***** Texto para leitura
É isso que acontece quando andamos por extremos, é isso que acontece
quando não compreendemos
princípios básicos de sobrevivência como amar a si e depois ao outro,
é isso o que acontece quando exigimos
demais de nós mesmos sem colocar limites nas relações com as
pessoas, é isso que acontece quando você
oferece aos outros apenas o perdão sem a responsabilidade, a desculpa
sem a retratação, o tempo sem o
diálogo, a chance sem o posicionamento, a graça sem decisão e
mudança gera injustiça e suas sequelas,
a misericórdia sem comprometimento gera abusadores.
O mesmo Deus que é capaz de perdoar um pecado causado pela ira
é também capaz de nos curar da dor
causada pela maldade, no primeiro caso ele nos fará ver a luz que o
perdão traz e nos livrará da cegueira
do orgulho e do egoísmo e no segundo caso ele nos fará ver a luz que
perdoar a si mesmo traz, e nos livrará
da cegueira da carência, da necessidade de aceitação e principalmente
vai nos ensinar a estabelecer um
padrão de comportamento saudável nas relações consigo e com o
próximo e também nos ensinar a selecionar
e decidir pelo que é melhor para nós ao invés de aceitar qualquer
coisa que nos é oferecido.
**********
***** Material fornecido
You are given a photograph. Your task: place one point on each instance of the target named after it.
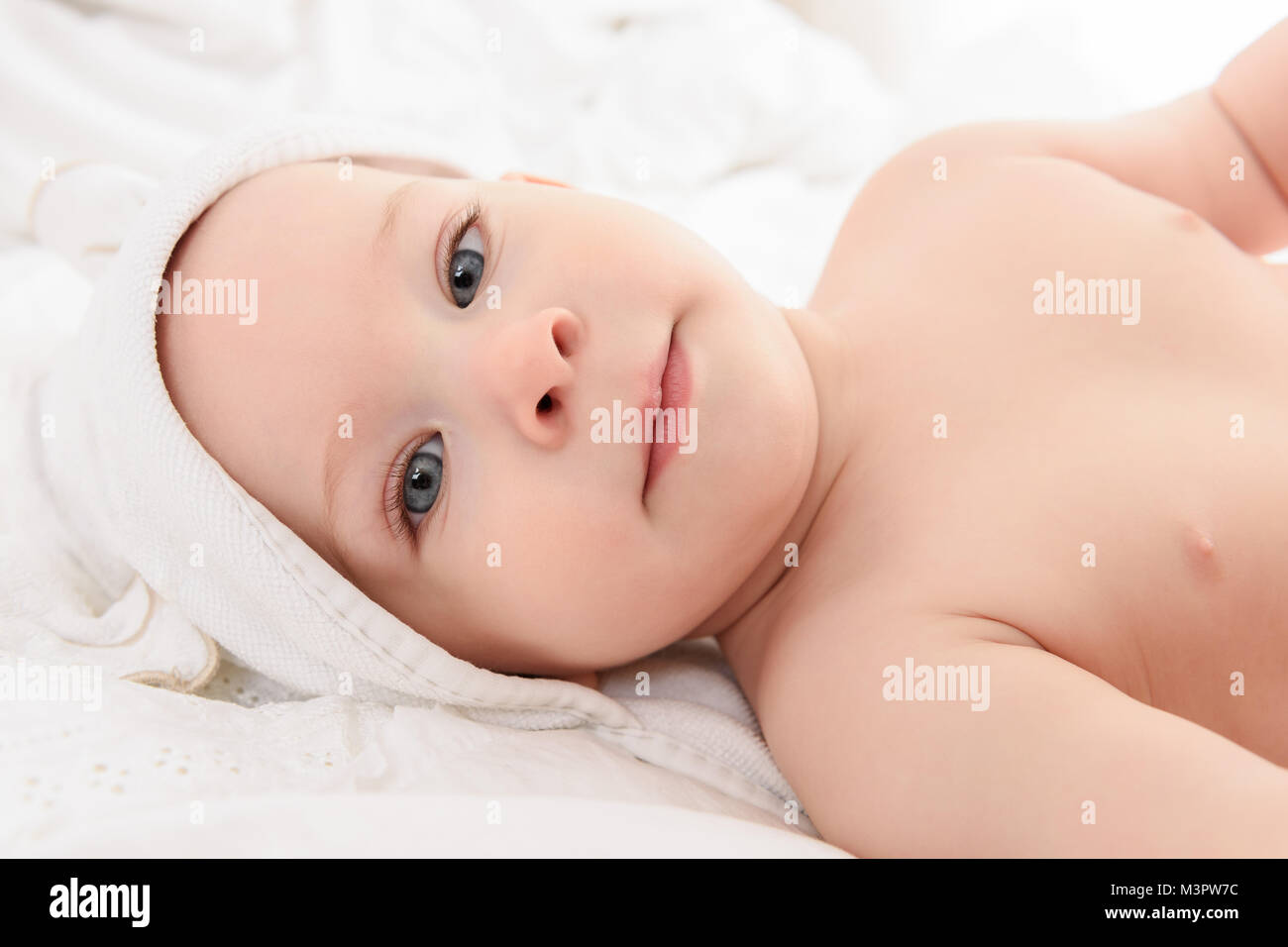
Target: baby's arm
(1055, 748)
(1222, 151)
**********
Transcreva fielmente o trecho do texto sobre o perdão que começa em "O mesmo Deus" e vai até "nos é oferecido.", inclusive.

O mesmo Deus que é capaz de perdoar um pecado causado pela ira
é também capaz de nos curar da dor
causada pela maldade, no primeiro caso ele nos fará ver a luz que o
perdão traz e nos livrará da cegueira
do orgulho e do egoísmo e no segundo caso ele nos fará ver a luz que
perdoar a si mesmo traz, e nos livrará
da cegueira da carência, da necessidade de aceitação e principalmente
vai nos ensinar a estabelecer um
padrão de comportamento saudável nas relações consigo e com o
próximo e também nos ensinar a selecionar
e decidir pelo que é melhor para nós ao invés de aceitar qualquer
coisa que nos é oferecido.